Instructions to follow:
The stretch wanted below opens at the line containing "Q: Point at the brick" and closes at the line containing "Q: Point at the flip". Please return it exactly, with no other lines.

Supplied material:
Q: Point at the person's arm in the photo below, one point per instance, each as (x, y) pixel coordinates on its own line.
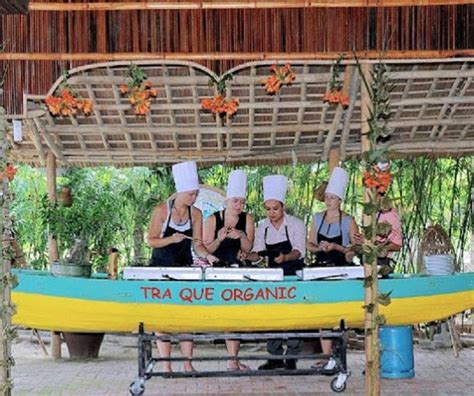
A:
(154, 232)
(297, 234)
(209, 230)
(246, 239)
(353, 230)
(312, 246)
(199, 247)
(259, 243)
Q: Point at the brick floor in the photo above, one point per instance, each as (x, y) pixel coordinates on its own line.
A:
(436, 373)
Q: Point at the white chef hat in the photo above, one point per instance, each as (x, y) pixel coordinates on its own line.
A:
(237, 184)
(185, 176)
(275, 187)
(338, 182)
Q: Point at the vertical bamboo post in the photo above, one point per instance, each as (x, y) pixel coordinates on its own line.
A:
(334, 158)
(113, 263)
(372, 358)
(6, 309)
(52, 241)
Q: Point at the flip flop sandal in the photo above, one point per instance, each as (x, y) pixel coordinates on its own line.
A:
(319, 365)
(243, 367)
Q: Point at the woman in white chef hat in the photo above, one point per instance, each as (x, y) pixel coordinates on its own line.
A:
(331, 234)
(282, 238)
(174, 225)
(229, 233)
(333, 231)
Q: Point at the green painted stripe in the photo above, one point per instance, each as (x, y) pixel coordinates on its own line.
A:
(218, 293)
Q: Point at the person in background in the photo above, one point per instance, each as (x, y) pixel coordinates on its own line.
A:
(392, 239)
(282, 238)
(332, 231)
(331, 234)
(174, 225)
(227, 234)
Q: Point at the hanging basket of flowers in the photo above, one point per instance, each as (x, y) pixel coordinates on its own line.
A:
(8, 172)
(138, 90)
(219, 104)
(66, 102)
(282, 75)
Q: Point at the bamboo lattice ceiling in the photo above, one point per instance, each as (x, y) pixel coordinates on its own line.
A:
(44, 44)
(432, 103)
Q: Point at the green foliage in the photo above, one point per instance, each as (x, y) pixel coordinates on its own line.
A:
(384, 298)
(424, 191)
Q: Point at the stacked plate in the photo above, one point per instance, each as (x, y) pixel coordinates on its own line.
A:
(439, 264)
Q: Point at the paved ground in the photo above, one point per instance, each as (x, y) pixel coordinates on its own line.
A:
(437, 373)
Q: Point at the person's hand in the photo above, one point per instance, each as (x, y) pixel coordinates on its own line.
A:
(177, 237)
(242, 255)
(211, 259)
(222, 233)
(281, 258)
(323, 245)
(349, 255)
(235, 234)
(358, 239)
(332, 246)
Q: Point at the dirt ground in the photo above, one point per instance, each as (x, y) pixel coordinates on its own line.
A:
(437, 372)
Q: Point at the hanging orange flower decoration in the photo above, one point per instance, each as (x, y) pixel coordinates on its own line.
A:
(9, 172)
(66, 103)
(282, 75)
(220, 105)
(380, 180)
(336, 96)
(139, 91)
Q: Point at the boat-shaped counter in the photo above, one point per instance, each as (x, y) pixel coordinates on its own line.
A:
(70, 304)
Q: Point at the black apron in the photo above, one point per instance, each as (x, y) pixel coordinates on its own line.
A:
(229, 248)
(333, 258)
(285, 247)
(175, 254)
(384, 261)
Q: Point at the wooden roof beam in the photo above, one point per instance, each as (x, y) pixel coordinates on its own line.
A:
(348, 77)
(245, 56)
(49, 140)
(234, 4)
(353, 92)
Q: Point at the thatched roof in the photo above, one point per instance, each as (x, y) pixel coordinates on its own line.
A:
(13, 6)
(432, 103)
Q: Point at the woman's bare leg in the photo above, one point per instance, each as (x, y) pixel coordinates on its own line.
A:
(233, 347)
(164, 348)
(187, 351)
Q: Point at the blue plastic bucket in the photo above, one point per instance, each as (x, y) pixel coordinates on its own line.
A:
(396, 345)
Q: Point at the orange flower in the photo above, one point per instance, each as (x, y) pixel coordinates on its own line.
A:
(377, 179)
(283, 75)
(66, 104)
(335, 97)
(219, 105)
(139, 96)
(9, 172)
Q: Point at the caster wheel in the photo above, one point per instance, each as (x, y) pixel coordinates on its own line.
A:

Result of this task:
Q: Point at the brick floor in the photo above, one point per instance, each as (x, y) pixel coordinates on its own line.
A:
(436, 373)
Q: Point at the white chef hat in the photo above, one point per instance, each as (x, y) pixel coordinates on its own line.
A:
(237, 184)
(185, 176)
(275, 187)
(338, 182)
Q: Point at the vertical bamboo post in the photo above, one point per instance, each as (x, y) pixel coordinates on its own line.
A:
(334, 158)
(113, 263)
(372, 358)
(6, 309)
(52, 241)
Q: Point at the flip flop sandal in the photo above, one point per instance, each as (x, y) pixel coordinates on its own line.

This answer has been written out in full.